Major (Ret) Mike McGehee:

“I lived in the BOQ for about ten months when I first arrived. It had a wonderful location just on the edge of the town, the building itself had a certain elegance although the elevator never worked and the bathrooms in each set of quarters, in European fashion, were not set up for showers, just those big porcelain tubs and a hand shower arrangement. There was maid service that we paid a fee for that did light cleaning and I think actually made the beds!“

“The Officer’s Club in the side wing of the building was almost never open, only used for formal affairs. Behind the building was a coin operated laundry area that was always in use, particularly when the Army switched over to the “wash and wear“ fatigue set. No one seemed to mind if you washed your car in the parking lot, I think in the housing area, this was not permitted due to water use concerns.“

“The building manger was an older guy with a felt hat and a long overcoat who drove around in a big Mercedes. He was retired military and I think at some point had married a local girl and settled in the area. I wish I had taken more time to get to know him, I’m sure he had some interesting stories to tell.“

“I think it was October 1975 when, upon returning to my quarters one night, I discovered a photo copied note on my bed directing all occupants to find substitute housing because the entire BOQ building was to be remodeled. I recall we were given about two weeks to do this and it caused quite a scramble. I ended up in Garitz and never went back. When I think of it, I do recall that for the first two or three weeks in BK, I think I saw the building in daylight once! Between the long hours at Daley, the border and FTXs, I began to wonder if the sun ever shined on that end of town.“

While the remodeling was a professional job, in 1976 the club had problems. It was run as a satellite of the Schweinfurt community, meals and the slot machines were gone. The Daley Barracks Officer's Club went to limited operation then almost closed due to lack of patronage by the mid 1977. It reopened in 1979 with a small remodeling effort partially paid for by the local brewery, EKU, in exchange for exclusive distributor rights. The club was only open Thursday, Friday and Saturday night. I recall the menu was limited to pizza and hamburgers. One novel addition was a first generation big screen TV and a video cassette tape player. We watched the movie The Deer Hunter over and over again. New management later installed an outdoor "cafe" and towards the end of the US Army stay in Bad Kissingen, the Eaglehorse built their own bar in an unused basement space of the building


The club space also served as a meeting area for Eaglehorse officer professional development classes. Captioning evidence from the Saale Zeitung, indicates that this building was included in the Daley Community upgrade in the mid 1980s.

**What you should do**
Reproduce the full text on the Bad Kissingen BOQ and Officers' Club word for word.

(Stored items)
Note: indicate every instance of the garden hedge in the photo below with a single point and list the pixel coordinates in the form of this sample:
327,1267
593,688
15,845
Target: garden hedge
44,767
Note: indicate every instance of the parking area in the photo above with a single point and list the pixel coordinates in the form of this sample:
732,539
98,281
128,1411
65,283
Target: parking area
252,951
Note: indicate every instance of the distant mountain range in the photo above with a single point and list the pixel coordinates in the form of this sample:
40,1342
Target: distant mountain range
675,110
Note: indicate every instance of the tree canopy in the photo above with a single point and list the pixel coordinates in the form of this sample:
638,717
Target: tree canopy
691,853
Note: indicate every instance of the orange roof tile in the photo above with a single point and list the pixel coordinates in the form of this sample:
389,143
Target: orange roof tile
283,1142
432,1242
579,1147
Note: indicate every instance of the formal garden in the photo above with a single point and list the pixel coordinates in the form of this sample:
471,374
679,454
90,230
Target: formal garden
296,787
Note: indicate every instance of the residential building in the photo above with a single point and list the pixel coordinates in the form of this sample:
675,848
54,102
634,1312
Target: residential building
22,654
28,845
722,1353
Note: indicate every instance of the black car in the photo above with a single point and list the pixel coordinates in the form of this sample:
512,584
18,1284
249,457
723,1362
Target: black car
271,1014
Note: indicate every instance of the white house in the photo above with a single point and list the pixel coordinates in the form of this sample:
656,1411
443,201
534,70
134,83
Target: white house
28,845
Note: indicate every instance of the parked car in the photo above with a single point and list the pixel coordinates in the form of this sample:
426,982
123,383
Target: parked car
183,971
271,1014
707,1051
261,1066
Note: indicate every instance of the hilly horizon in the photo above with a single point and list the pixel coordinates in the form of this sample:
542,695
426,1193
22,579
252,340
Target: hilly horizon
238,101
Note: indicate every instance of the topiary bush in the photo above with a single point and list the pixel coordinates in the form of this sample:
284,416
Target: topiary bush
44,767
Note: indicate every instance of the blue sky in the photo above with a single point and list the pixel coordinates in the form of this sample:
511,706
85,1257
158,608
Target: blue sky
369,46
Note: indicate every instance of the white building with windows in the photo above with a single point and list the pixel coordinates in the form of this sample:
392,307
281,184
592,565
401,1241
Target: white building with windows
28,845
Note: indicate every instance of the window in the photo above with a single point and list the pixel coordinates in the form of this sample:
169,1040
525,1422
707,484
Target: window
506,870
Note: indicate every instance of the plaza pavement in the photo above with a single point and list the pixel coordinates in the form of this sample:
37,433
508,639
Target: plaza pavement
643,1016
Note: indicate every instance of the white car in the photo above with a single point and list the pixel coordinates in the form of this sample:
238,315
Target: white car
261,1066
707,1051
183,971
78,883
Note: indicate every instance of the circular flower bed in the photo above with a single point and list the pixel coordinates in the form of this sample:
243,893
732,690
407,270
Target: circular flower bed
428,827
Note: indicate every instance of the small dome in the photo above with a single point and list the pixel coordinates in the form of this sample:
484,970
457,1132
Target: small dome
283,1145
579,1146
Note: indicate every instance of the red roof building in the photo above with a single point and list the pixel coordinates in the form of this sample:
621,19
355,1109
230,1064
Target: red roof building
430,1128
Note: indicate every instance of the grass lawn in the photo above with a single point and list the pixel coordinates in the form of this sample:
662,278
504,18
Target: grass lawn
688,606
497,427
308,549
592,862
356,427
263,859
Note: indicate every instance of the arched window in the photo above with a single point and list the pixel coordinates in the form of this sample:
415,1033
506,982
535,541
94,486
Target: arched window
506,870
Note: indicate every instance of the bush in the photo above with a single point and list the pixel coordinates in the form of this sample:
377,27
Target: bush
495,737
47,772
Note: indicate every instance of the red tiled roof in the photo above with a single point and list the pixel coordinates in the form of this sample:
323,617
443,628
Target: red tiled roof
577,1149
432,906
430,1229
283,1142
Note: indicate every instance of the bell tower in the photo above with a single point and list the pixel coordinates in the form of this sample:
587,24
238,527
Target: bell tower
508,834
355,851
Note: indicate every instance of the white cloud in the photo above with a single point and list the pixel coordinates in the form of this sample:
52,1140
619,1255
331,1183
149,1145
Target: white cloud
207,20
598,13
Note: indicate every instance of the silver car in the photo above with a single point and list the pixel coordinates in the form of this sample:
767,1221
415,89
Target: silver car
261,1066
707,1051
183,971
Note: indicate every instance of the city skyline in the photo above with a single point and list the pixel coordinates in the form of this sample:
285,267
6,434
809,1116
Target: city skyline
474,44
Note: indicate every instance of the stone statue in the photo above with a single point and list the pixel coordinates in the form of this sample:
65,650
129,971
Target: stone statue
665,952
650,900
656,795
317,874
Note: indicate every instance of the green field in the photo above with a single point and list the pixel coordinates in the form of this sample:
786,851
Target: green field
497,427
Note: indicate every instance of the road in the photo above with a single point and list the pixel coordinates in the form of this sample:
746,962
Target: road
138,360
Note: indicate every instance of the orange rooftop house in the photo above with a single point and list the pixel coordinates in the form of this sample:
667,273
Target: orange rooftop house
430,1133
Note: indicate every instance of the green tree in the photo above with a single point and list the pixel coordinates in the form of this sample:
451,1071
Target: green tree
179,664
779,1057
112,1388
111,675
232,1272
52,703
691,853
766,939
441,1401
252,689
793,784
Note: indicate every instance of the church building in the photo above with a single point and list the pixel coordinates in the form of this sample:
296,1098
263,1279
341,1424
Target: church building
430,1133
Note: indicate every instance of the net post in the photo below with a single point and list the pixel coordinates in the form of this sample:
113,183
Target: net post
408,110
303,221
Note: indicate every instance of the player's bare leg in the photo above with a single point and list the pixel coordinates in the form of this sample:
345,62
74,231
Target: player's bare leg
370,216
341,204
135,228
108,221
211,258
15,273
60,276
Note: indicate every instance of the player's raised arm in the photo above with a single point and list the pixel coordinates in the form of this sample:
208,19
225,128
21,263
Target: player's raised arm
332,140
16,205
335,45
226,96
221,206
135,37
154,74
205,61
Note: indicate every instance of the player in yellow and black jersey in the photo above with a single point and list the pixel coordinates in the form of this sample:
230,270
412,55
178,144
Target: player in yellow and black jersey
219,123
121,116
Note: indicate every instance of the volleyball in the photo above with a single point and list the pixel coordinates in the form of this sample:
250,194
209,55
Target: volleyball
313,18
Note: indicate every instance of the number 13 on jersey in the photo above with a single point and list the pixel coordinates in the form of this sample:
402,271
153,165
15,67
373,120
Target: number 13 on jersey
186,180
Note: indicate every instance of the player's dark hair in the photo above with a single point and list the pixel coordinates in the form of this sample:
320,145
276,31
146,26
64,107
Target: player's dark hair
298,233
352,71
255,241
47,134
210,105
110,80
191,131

**Answer space**
Major (Ret) Mike McGehee:

“I lived in the BOQ for about ten months when I first arrived. It had a wonderful location just on the edge of the town, the building itself had a certain elegance although the elevator never worked and the bathrooms in each set of quarters, in European fashion, were not set up for showers, just those big porcelain tubs and a hand shower arrangement. There was maid service that we paid a fee for that did light cleaning and I think actually made the beds!“

“The Officer’s Club in the side wing of the building was almost never open, only used for formal affairs. Behind the building was a coin operated laundry area that was always in use, particularly when the Army switched over to the “wash and wear“ fatigue set. No one seemed to mind if you washed your car in the parking lot, I think in the housing area, this was not permitted due to water use concerns.“

“The building manger was an older guy with a felt hat and a long overcoat who drove around in a big Mercedes. He was retired military and I think at some point had married a local girl and settled in the area. I wish I had taken more time to get to know him, I’m sure he had some interesting stories to tell.“

“I think it was October 1975 when, upon returning to my quarters one night, I discovered a photo copied note on my bed directing all occupants to find substitute housing because the entire BOQ building was to be remodeled. I recall we were given about two weeks to do this and it caused quite a scramble. I ended up in Garitz and never went back. When I think of it, I do recall that for the first two or three weeks in BK, I think I saw the building in daylight once! Between the long hours at Daley, the border and FTXs, I began to wonder if the sun ever shined on that end of town.“

While the remodeling was a professional job, in 1976 the club had problems. It was run as a satellite of the Schweinfurt community, meals and the slot machines were gone. The Daley Barracks Officer's Club went to limited operation then almost closed due to lack of patronage by the mid 1977. It reopened in 1979 with a small remodeling effort partially paid for by the local brewery, EKU, in exchange for exclusive distributor rights. The club was only open Thursday, Friday and Saturday night. I recall the menu was limited to pizza and hamburgers. One novel addition was a first generation big screen TV and a video cassette tape player. We watched the movie The Deer Hunter over and over again. New management later installed an outdoor "cafe" and towards the end of the US Army stay in Bad Kissingen, the Eaglehorse built their own bar in an unused basement space of the building


The club space also served as a meeting area for Eaglehorse officer professional development classes. Captioning evidence from the Saale Zeitung, indicates that this building was included in the Daley Community upgrade in the mid 1980s.